- TO DO -
Reproduce the whole listing below word for word, leaving out the pictures.

- EXTRACTED ENTRIES -

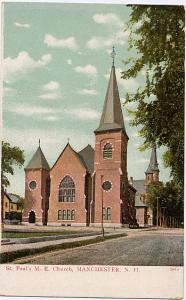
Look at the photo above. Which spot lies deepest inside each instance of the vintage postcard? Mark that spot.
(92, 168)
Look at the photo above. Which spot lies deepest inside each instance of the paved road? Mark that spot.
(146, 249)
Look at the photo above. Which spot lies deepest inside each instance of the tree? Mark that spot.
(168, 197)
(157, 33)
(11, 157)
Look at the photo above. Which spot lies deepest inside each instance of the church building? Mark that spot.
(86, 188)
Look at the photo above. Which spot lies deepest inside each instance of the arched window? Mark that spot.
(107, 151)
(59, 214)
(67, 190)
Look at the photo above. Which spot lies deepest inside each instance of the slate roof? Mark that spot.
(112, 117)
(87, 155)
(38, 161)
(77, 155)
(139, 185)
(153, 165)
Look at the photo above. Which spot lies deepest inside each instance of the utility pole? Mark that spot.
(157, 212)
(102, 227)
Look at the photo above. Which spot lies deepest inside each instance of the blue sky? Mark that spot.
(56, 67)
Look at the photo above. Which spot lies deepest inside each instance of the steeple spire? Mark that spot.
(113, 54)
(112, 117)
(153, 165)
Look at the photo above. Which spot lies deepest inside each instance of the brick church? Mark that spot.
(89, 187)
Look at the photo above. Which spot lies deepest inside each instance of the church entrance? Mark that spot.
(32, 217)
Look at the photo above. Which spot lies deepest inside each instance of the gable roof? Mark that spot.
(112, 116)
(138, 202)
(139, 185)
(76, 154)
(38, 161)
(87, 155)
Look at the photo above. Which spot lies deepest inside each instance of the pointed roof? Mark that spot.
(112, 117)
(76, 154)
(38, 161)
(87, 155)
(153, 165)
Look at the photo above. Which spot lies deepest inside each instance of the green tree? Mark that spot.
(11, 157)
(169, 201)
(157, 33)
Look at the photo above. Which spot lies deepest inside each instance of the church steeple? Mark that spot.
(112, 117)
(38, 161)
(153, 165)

- THE RESULT -
Look at the photo above. Which spot lies deepest inside each instance of the vintage postcard? Mark that spot.
(92, 168)
Look at the photo above. Which spot lies deepest inside each instance of the paved road? Mark that spot.
(146, 249)
Look at the photo above. Which spot lies deepest inside each instance of the tree? Mark that spot.
(168, 197)
(157, 33)
(11, 157)
Look at the photo above. Which spot lies deepest inside each instance of the church building? Mark that spot.
(86, 188)
Look at the photo above. Which spot lies deepest inside each instance of the arched window? Mark that spot.
(107, 151)
(59, 214)
(67, 190)
Look at the photo above. Which spot lies deepest inside each instance of the slate roof? Mark that spot.
(112, 117)
(87, 155)
(38, 161)
(77, 155)
(139, 185)
(153, 165)
Look at the photo above. Which spot lies deepest inside each instance of the utility pole? Mark that spot.
(157, 212)
(102, 227)
Look at the photo above. Which spot lies deepest inside each instance of the blue sky? Mark that spot.
(56, 67)
Look at the photo above. Which spot lies deepest inside each instance of the steeple spire? Mark that spot.
(113, 54)
(112, 117)
(153, 165)
Look at the photo above. Which spot lies deepest inside each instance of the brick church? Mark that spot.
(89, 187)
Look at the photo above. Which spot lies deepest inside each instance of the church entrance? Mark that spot.
(32, 217)
Look at the photo above. Which spot lies deepest inside each instance of the gable roof? Mark that spot.
(112, 116)
(138, 202)
(139, 185)
(76, 154)
(38, 161)
(87, 155)
Look at the photo above. Which spot lies deepest inside each instance of the pointed roof? Mark that spot.
(112, 117)
(76, 154)
(38, 161)
(87, 155)
(153, 165)
Look at the photo above. Which spot lies deepest inside each instance of the green tree? Mark that spot.
(11, 157)
(169, 201)
(157, 33)
Look at the photo above. Which spot lies deepest inside each instance of the church steeple? Mark that spot.
(112, 117)
(38, 161)
(153, 165)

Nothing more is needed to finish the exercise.